What the task requires: Extract all of the lines below and reproduce each one word for word, without changing anything.

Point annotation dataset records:
########

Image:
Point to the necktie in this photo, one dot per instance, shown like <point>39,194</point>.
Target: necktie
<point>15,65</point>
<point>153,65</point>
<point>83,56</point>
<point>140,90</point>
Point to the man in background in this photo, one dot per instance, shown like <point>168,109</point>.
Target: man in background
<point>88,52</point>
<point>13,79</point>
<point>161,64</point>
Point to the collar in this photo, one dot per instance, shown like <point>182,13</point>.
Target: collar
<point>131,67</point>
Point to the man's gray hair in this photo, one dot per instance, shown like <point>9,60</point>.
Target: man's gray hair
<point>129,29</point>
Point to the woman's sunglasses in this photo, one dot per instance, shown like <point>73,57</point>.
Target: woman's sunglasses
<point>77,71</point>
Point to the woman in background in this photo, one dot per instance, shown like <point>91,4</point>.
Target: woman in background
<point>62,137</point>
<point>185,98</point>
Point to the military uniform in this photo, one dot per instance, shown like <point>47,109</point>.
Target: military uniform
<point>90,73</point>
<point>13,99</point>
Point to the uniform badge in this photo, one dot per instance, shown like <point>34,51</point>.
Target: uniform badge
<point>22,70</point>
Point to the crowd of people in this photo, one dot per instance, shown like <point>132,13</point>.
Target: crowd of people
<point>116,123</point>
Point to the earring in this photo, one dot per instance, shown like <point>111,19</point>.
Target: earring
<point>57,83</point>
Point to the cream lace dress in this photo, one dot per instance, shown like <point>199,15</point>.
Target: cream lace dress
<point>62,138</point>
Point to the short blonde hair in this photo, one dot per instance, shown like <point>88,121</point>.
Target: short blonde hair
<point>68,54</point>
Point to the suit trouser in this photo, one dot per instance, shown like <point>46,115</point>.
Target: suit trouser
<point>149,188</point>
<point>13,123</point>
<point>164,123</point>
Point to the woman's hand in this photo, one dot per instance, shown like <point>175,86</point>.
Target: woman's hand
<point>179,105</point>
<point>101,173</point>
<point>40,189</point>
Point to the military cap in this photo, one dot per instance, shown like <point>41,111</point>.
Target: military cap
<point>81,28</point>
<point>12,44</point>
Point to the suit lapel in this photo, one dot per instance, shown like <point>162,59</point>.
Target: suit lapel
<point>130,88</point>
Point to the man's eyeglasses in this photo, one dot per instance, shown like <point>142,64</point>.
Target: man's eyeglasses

########

The solution:
Image:
Point to the necktie in this photo, one dot per instance, shown like <point>39,194</point>.
Target: necktie
<point>15,65</point>
<point>153,65</point>
<point>83,56</point>
<point>140,90</point>
Point to the man in background in this photo, one dot per instance, shown like <point>168,109</point>.
Target: man in background
<point>88,52</point>
<point>13,79</point>
<point>161,64</point>
Point to the collar in this photo, one dot per instance, shown like <point>182,13</point>.
Target: collar
<point>131,67</point>
Point to the man's gray hair in this photo, one dot per instance, shown like <point>9,60</point>.
Target: man's gray hair
<point>129,29</point>
Point to the woman's sunglasses in this photo, one dot per instance, shown like <point>73,57</point>.
Target: woman's sunglasses
<point>77,71</point>
Point to the woman in background in this photo, one dot per instance, shown like <point>91,4</point>.
Target: woman in background
<point>62,137</point>
<point>185,98</point>
Point to the military uniform in this photo, one dot per instance, shown like <point>47,109</point>.
Target: military uniform
<point>90,73</point>
<point>13,99</point>
Point to the uniform badge in this photo, one dot per instance, shown like <point>34,51</point>.
Target: uniform badge
<point>22,70</point>
Point to the crowd of people in this photo, one dot per instance, shown like <point>132,13</point>.
Target: crowd of people
<point>116,123</point>
Point to the earring in this photo, one dot per instance, shown like <point>111,19</point>.
Target: earring
<point>57,83</point>
Point to the cream lace dress in this photo, one dot per instance, shown like <point>199,15</point>.
Target: cream lace dress
<point>62,138</point>
Point to the short blonde hair in this photo, one dot per instance, shown like <point>88,121</point>.
Target: short blonde hair
<point>68,54</point>
Point to the suit trouser in this photo, one dot per instance, shown like <point>46,115</point>.
Target: suit trouser
<point>149,188</point>
<point>13,123</point>
<point>164,123</point>
Point to the woman's hand in this photo, one dot per instance, shown like <point>175,86</point>.
Target: woman's hand
<point>179,105</point>
<point>101,173</point>
<point>40,189</point>
Point to the military cap in this photo, one dot per instance, shown like <point>41,111</point>.
Target: military cap
<point>81,28</point>
<point>12,44</point>
Point to the suit lapel in this photo, one dot per instance, shown like <point>162,59</point>.
Target: suit lapel
<point>130,88</point>
Point to the man's eyeglasses in this photo, one dot per instance, shown like <point>142,64</point>.
Target: man's eyeglasses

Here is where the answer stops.